[Region pointing data]
_ _ _

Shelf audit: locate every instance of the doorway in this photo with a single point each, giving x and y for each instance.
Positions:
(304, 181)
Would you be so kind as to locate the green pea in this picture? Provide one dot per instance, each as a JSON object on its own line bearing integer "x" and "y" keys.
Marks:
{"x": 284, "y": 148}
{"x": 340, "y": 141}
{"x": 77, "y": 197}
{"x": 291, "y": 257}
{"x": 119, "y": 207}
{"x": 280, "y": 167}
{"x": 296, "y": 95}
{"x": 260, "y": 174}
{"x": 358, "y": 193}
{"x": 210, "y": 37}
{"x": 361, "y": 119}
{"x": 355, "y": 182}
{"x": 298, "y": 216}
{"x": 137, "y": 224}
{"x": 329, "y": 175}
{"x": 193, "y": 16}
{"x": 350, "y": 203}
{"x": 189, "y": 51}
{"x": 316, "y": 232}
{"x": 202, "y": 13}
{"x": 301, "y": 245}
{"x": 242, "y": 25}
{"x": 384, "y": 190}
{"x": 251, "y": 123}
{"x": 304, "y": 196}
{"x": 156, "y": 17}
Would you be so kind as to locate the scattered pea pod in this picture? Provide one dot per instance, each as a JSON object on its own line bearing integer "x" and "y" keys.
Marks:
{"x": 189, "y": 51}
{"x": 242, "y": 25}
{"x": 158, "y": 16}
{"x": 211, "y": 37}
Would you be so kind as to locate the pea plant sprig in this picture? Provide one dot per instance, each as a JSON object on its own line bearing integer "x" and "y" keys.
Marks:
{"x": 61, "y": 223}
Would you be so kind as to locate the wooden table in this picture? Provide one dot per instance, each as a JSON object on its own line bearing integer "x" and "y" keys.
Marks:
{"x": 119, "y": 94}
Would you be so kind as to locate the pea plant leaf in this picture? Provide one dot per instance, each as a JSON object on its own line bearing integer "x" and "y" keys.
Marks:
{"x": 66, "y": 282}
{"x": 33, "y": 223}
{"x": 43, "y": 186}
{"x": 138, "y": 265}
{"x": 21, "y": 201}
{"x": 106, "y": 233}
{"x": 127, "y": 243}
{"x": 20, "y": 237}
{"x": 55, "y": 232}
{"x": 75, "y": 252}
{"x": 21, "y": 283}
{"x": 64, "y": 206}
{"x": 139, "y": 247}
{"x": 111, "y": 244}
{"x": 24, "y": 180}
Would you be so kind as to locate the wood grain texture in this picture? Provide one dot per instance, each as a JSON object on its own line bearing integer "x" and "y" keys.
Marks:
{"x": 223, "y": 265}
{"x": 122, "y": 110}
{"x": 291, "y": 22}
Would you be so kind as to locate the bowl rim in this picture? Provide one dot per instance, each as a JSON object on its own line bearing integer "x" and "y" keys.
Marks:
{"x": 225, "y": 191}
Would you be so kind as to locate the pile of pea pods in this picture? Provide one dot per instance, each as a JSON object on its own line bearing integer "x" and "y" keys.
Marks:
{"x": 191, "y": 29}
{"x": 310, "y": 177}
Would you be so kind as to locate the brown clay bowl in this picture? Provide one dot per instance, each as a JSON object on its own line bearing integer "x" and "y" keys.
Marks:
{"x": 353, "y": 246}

_ _ _

§ **How to complete this task**
In the entries above, the lines from the one bearing "Would you be so kind as to locate the green" up to and including the one bearing "Would you be so kind as to locate the scattered" should be transcribed exactly; no other line is wanted.

§ **Answer section**
Would you be so kind as to locate the green pea in this picture? Provide one dot per instance, each as a JSON object on its own line bearing integer "x" and "y" keys.
Marks:
{"x": 284, "y": 148}
{"x": 340, "y": 141}
{"x": 77, "y": 197}
{"x": 291, "y": 257}
{"x": 119, "y": 207}
{"x": 280, "y": 167}
{"x": 296, "y": 95}
{"x": 260, "y": 174}
{"x": 358, "y": 193}
{"x": 210, "y": 37}
{"x": 361, "y": 119}
{"x": 355, "y": 182}
{"x": 298, "y": 216}
{"x": 137, "y": 224}
{"x": 329, "y": 175}
{"x": 193, "y": 16}
{"x": 350, "y": 203}
{"x": 189, "y": 51}
{"x": 316, "y": 232}
{"x": 202, "y": 13}
{"x": 301, "y": 245}
{"x": 242, "y": 25}
{"x": 384, "y": 190}
{"x": 251, "y": 123}
{"x": 304, "y": 196}
{"x": 156, "y": 17}
Would you be so kind as to locate the scattered pea pod in this picture? Provide one dot per instance, each as a JSON object on its own line bearing integer "x" and "y" keys.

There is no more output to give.